RECORDS FOR THIS EXERCISE START

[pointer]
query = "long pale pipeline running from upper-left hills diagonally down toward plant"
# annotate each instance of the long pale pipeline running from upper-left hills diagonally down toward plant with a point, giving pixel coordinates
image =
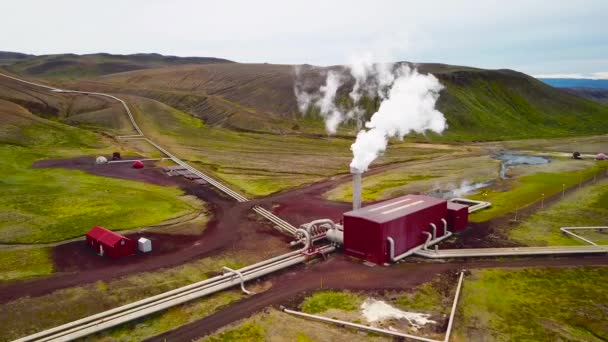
(282, 225)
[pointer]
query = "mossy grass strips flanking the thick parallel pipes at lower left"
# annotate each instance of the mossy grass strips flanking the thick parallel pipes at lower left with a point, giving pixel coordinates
(27, 315)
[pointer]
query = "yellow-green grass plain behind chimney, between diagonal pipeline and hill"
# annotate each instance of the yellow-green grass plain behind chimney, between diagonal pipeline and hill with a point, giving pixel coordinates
(257, 164)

RECORDS FOR THIS EXERCISE END

TASK DESCRIPTION: Scan the listing above for the word "hills" and copy every line that holds it.

TASK ANSWER:
query = "long pale pipeline running from upper-left hills diagonally down toward plant"
# annotate each instance of the long pale pipeline running from upper-left hills diagonally down toward plant with a point, giving pixel coordinates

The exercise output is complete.